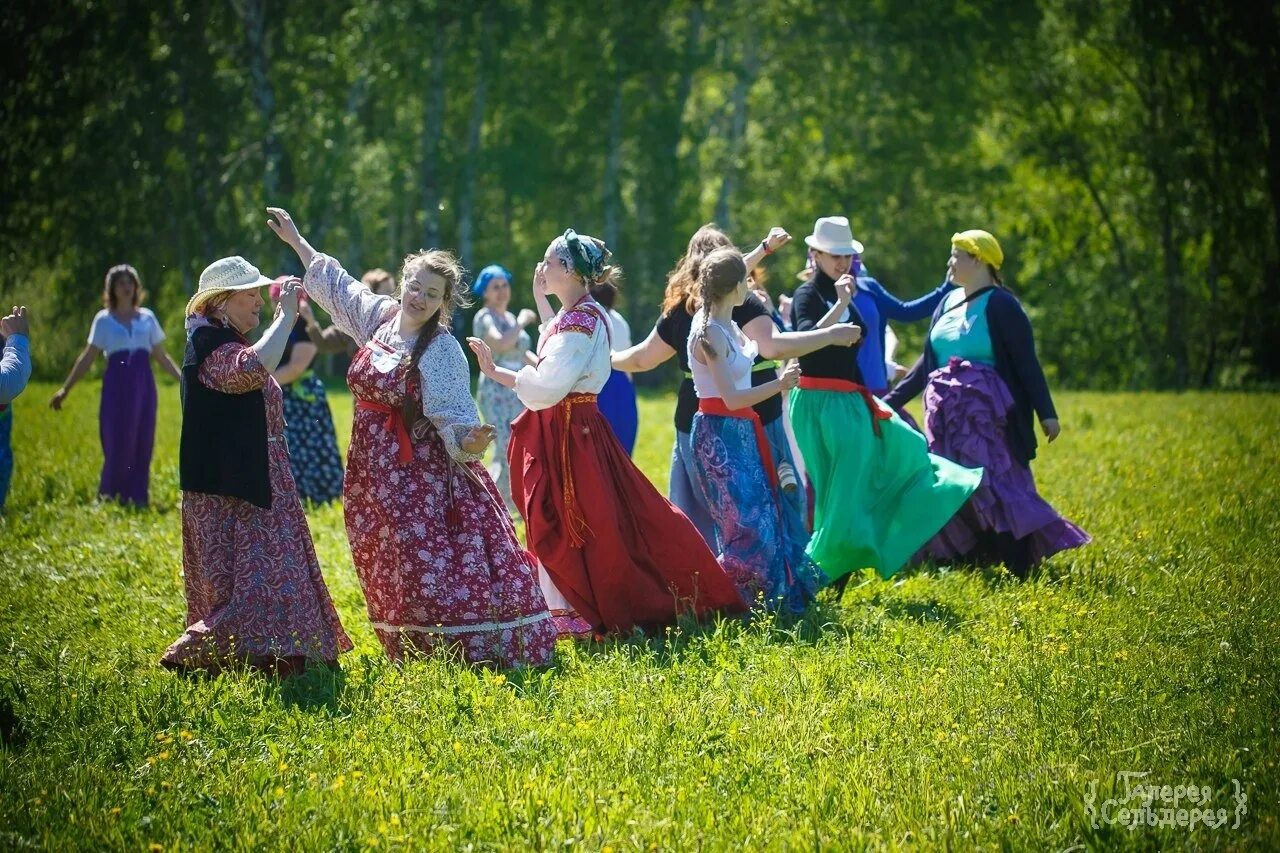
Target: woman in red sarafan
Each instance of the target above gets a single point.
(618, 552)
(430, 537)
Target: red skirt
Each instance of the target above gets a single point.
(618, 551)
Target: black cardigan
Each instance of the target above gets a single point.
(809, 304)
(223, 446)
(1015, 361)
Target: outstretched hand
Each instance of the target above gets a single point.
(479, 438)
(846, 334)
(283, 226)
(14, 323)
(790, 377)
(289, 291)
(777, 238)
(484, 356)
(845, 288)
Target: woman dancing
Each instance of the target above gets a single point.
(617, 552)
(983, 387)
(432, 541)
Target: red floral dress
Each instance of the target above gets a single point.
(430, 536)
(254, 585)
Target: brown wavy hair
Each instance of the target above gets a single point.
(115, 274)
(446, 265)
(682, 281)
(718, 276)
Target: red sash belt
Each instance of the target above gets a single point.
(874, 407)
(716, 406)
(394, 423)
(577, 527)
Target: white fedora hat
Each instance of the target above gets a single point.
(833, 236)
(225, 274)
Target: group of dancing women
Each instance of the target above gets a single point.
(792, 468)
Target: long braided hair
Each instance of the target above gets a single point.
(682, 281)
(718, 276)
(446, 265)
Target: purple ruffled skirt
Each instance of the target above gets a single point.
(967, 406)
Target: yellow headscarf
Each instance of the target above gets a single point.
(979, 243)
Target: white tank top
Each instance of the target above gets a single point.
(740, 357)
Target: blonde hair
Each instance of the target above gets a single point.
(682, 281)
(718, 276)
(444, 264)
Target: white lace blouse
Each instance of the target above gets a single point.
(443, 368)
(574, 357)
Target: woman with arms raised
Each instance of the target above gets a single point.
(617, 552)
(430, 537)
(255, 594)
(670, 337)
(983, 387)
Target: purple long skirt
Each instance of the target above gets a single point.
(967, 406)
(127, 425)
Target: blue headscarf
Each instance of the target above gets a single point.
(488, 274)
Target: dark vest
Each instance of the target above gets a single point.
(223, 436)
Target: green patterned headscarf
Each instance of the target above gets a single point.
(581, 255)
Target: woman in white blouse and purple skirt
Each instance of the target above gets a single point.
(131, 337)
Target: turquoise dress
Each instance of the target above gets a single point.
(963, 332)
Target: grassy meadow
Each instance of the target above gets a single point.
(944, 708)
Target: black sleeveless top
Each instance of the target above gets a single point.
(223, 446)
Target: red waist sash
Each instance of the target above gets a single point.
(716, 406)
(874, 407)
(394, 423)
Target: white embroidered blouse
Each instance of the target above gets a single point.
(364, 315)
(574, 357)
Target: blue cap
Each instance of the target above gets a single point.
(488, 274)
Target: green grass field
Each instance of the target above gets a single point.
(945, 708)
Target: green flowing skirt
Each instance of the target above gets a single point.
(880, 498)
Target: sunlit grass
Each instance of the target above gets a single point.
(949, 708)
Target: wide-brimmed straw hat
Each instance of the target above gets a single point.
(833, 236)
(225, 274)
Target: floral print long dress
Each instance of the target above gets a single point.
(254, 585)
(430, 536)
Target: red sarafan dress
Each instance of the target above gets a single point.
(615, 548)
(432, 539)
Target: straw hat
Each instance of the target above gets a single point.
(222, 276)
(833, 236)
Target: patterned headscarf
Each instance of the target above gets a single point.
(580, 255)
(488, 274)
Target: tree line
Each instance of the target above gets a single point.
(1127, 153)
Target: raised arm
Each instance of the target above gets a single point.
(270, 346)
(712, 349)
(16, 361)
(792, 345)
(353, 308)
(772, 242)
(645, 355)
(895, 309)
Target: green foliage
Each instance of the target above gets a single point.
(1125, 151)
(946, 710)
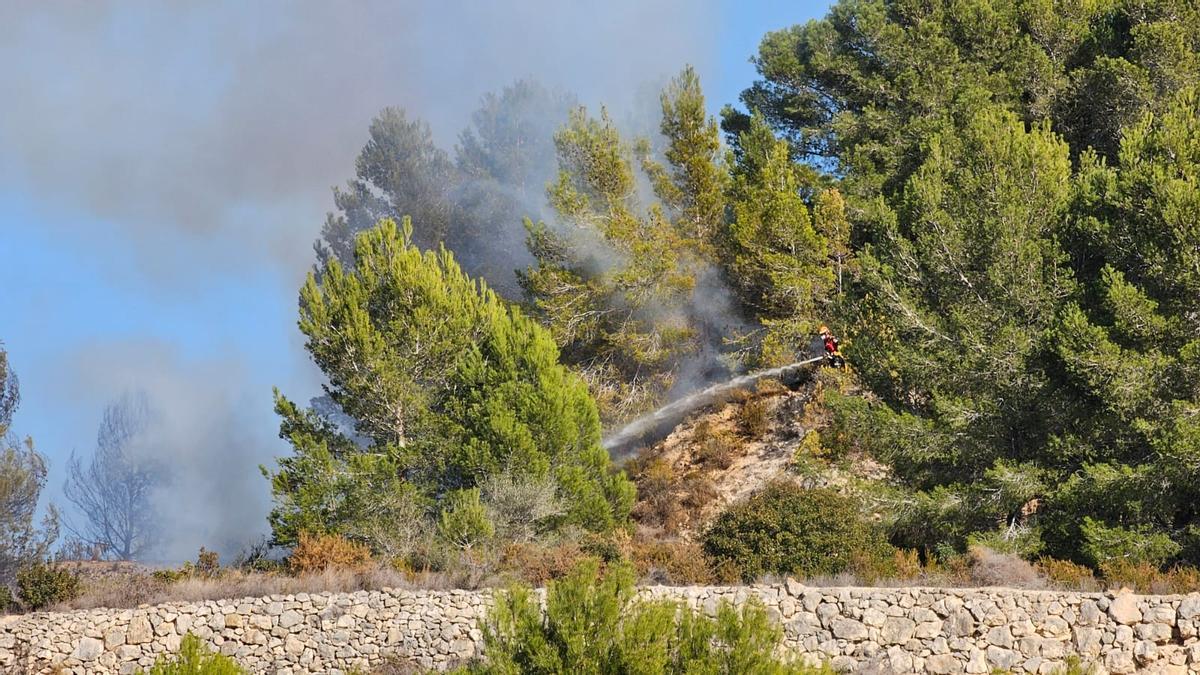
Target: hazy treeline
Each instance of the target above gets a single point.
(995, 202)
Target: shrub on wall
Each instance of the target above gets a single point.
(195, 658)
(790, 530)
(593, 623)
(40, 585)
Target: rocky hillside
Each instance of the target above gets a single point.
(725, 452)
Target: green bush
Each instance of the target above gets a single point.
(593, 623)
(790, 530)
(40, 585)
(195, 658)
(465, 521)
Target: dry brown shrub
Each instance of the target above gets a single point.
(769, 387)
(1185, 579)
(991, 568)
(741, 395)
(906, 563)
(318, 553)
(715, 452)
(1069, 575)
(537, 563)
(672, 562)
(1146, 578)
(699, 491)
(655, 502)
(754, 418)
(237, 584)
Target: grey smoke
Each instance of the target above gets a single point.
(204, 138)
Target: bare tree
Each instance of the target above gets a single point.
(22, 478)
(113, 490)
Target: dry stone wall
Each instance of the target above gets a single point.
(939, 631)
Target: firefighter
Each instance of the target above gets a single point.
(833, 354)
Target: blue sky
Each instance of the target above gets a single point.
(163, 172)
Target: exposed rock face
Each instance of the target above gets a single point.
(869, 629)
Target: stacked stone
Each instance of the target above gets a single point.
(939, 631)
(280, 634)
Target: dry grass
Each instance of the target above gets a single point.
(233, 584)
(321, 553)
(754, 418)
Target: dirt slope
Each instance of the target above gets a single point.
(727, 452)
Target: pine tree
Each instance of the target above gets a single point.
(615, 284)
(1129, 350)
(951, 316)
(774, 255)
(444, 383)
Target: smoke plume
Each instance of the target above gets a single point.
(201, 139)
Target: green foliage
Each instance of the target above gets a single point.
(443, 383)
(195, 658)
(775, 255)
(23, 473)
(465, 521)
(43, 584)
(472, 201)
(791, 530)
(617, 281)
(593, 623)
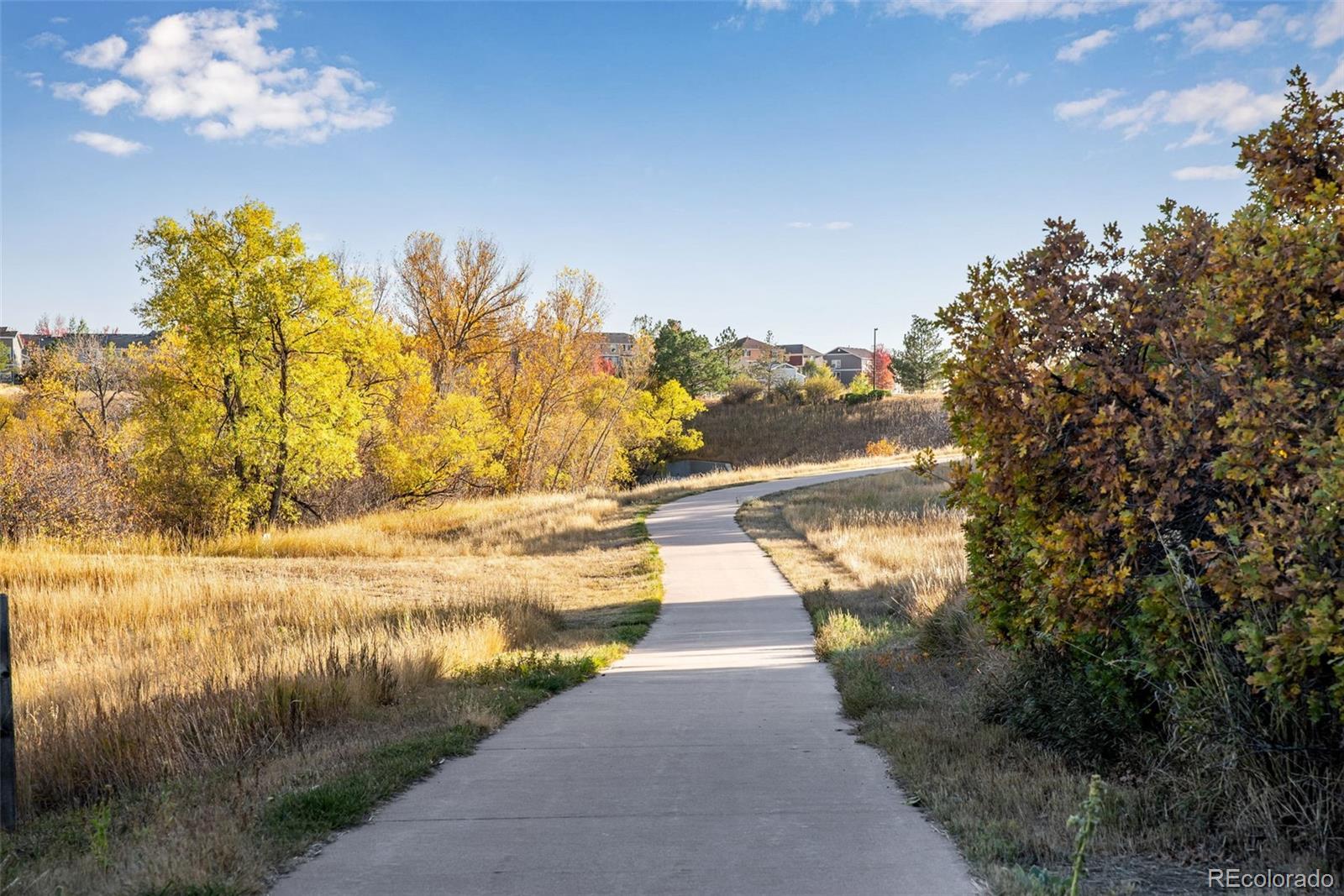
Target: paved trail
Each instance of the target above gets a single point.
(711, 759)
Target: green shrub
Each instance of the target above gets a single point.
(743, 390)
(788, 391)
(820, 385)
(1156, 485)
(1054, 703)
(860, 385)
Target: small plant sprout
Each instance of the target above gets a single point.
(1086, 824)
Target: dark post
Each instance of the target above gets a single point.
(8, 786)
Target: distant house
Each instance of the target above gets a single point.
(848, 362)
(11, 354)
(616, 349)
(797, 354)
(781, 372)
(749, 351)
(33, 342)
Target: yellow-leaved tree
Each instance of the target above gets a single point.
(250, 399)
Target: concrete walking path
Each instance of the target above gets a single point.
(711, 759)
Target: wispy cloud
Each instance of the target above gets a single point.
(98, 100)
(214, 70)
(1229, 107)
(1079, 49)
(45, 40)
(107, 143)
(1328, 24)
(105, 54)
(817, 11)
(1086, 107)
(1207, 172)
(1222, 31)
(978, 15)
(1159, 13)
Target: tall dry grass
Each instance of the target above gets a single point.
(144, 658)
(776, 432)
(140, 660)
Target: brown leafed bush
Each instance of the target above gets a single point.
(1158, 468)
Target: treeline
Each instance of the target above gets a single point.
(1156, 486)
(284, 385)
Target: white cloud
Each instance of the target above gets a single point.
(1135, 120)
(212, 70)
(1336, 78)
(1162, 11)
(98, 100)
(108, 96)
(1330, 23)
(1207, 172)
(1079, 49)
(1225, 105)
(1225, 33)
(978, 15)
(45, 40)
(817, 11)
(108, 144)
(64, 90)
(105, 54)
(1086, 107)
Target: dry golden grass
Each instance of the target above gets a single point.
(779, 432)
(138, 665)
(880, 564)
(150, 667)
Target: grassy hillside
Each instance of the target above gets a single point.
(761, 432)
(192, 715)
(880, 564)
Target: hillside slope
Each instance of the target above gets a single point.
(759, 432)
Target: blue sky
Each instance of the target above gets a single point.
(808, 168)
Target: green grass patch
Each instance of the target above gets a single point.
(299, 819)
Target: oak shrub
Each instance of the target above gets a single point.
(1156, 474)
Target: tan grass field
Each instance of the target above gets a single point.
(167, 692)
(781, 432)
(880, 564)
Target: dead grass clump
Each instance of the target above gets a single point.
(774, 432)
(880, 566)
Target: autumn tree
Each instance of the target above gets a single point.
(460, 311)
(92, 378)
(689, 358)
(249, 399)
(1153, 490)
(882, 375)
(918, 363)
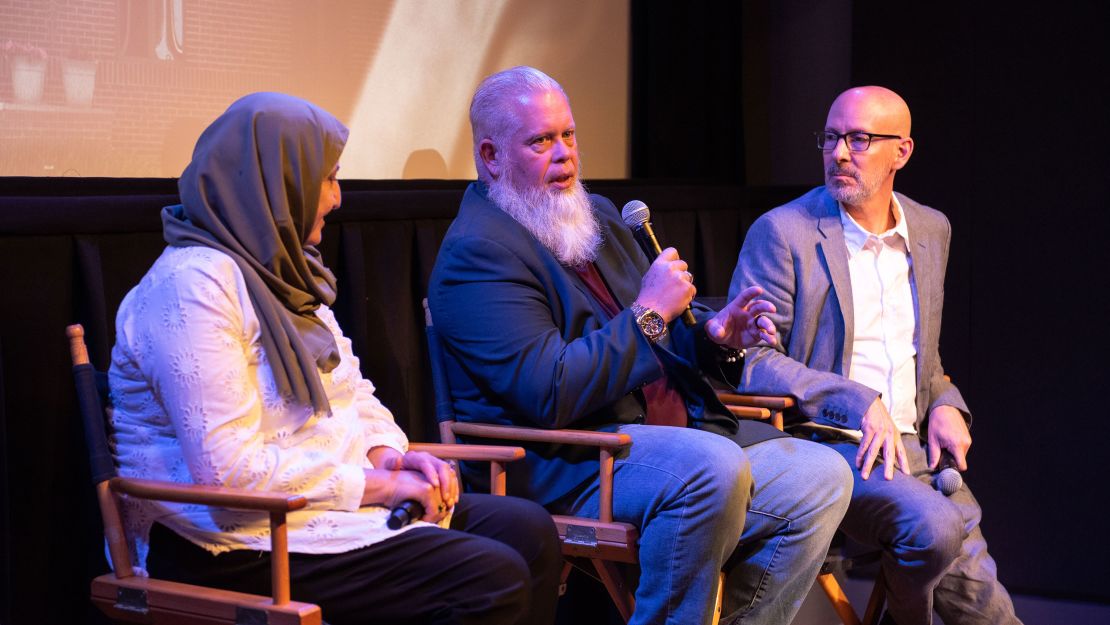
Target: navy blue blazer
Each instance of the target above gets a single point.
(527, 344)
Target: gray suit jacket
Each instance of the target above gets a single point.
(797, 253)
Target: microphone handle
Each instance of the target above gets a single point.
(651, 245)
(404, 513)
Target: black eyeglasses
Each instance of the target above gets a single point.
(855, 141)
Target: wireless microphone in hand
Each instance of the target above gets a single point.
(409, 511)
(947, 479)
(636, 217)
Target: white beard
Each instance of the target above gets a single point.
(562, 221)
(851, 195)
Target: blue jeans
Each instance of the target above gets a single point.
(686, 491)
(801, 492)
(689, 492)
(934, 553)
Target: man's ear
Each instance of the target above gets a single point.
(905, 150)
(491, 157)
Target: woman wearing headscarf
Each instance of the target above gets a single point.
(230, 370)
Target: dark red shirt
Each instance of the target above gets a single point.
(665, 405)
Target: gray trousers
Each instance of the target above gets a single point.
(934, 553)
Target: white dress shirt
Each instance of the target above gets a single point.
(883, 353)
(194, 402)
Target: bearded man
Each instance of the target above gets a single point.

GIVEN TASK. Reproduce, line for line, the part of the entries that opens with the line containing "Target: hillside slope" and closes with the final line of the entries, both included. Leave the pictures out.

FULL OUTPUT.
Target: hillside slope
Each instance of the target above gets a single point.
(759, 432)
Target: blue sky
Each instance of the target above gets a single point.
(808, 168)
Target: green grass patch
Each instance of the target above gets a single point.
(299, 819)
Target: oak shrub
Each instance of the target above gets a single point.
(1156, 474)
Target: tan grass field
Each instance of the target above gets a single point.
(167, 692)
(781, 432)
(880, 564)
Target: dead grass clump
Each instance of the target above gets a single point.
(774, 432)
(880, 566)
Target: autumn tree
Each instance of the target above gets a single point.
(460, 311)
(92, 378)
(689, 358)
(249, 399)
(1153, 490)
(882, 375)
(918, 363)
Target: navy blue blazer
Each instance of the target above gets a single point.
(527, 344)
Target: gray suit jacket
Each instance of the target above gets a single point.
(797, 253)
Target: microphone handle
Each instance of the target above gets a single point.
(651, 245)
(404, 513)
Target: black eyeglasses
Each instance of the target above gets a single point.
(855, 141)
Target: wireless microphone in hand
Each instance of the target above gets a single point.
(409, 511)
(947, 479)
(636, 217)
Target: white beard
Each instance of the target above gets a single point.
(562, 221)
(851, 195)
Target: blue jeans
Each instance of the target above gets a single point.
(686, 491)
(801, 492)
(689, 492)
(934, 553)
Target: man's ear
Each instance of the target above gets a single point.
(905, 150)
(491, 157)
Target: woman wearing headscarf
Each instance of the target above gets a single point.
(230, 370)
Target: dark red shirt
Each instance of the target above gets a single point.
(665, 405)
Target: gray trousers
Each instance of the target above gets a single point.
(934, 553)
Target: white dress shirt
Each instance of the target above gets a single point.
(883, 353)
(194, 402)
Target: bearded man
Each instance of the target above gets a single point.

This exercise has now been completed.